- _Stored records_:
/---

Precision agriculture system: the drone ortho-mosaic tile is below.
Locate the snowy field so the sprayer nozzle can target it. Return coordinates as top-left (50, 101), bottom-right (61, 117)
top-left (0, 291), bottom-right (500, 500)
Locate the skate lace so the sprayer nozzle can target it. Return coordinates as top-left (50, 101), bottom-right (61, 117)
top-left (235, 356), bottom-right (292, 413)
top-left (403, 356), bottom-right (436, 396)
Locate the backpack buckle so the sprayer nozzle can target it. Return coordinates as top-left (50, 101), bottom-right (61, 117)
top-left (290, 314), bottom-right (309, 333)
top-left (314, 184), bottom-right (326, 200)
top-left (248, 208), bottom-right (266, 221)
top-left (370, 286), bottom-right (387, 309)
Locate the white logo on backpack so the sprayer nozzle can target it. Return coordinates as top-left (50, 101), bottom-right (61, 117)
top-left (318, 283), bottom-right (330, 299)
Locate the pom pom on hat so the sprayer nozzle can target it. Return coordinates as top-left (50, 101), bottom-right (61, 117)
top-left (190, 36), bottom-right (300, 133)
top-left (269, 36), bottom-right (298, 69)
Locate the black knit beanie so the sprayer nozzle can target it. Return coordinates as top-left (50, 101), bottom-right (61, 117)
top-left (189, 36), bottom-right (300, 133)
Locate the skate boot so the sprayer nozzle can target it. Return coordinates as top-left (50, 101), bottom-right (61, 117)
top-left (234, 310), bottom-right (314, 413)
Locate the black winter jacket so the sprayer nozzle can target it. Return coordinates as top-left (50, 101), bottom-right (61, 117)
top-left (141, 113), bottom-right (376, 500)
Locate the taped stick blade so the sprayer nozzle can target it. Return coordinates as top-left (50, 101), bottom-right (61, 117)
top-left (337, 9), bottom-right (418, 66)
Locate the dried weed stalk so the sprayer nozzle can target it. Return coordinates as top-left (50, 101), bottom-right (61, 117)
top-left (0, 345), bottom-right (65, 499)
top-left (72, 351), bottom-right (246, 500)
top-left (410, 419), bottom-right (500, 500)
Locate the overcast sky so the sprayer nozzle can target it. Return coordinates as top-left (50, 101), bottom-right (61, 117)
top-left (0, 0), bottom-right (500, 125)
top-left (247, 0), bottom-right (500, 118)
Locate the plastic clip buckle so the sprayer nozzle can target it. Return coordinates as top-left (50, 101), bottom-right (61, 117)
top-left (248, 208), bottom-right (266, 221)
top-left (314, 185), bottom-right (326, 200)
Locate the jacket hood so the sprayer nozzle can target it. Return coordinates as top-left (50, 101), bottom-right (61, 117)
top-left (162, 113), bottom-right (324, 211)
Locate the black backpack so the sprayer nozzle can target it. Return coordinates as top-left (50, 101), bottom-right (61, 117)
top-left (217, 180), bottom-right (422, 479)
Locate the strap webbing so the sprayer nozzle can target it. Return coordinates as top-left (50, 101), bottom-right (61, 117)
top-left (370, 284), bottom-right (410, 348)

\---

- _Exercise aim_:
Lay out the stretch of items from the line containing "Locate the dried" through the line containing "top-left (217, 180), bottom-right (422, 479)" as a JSON list of strings, one per line, leaving out blank lines.

- _Answer_:
[
  "Locate the dried weed stalk so the sprayer nozzle can target it. Return coordinates as top-left (50, 101), bottom-right (61, 117)",
  "top-left (0, 345), bottom-right (65, 499)",
  "top-left (72, 351), bottom-right (246, 500)",
  "top-left (410, 419), bottom-right (500, 500)",
  "Locate the overcast sky so the sprayer nozzle can target it. Return coordinates as top-left (50, 101), bottom-right (61, 117)",
  "top-left (0, 0), bottom-right (500, 125)",
  "top-left (247, 0), bottom-right (500, 118)",
  "Locate the plastic clip buckle so the sprayer nozzle can target it. Return coordinates as top-left (50, 101), bottom-right (61, 117)",
  "top-left (248, 208), bottom-right (266, 221)",
  "top-left (314, 185), bottom-right (326, 200)",
  "Locate the jacket hood so the sprayer nozzle can target it. Return coordinates as top-left (50, 101), bottom-right (61, 117)",
  "top-left (162, 113), bottom-right (324, 211)",
  "Locate the black backpack so the sprayer nozzle can target it. Return coordinates as top-left (50, 101), bottom-right (61, 117)",
  "top-left (217, 180), bottom-right (422, 479)"
]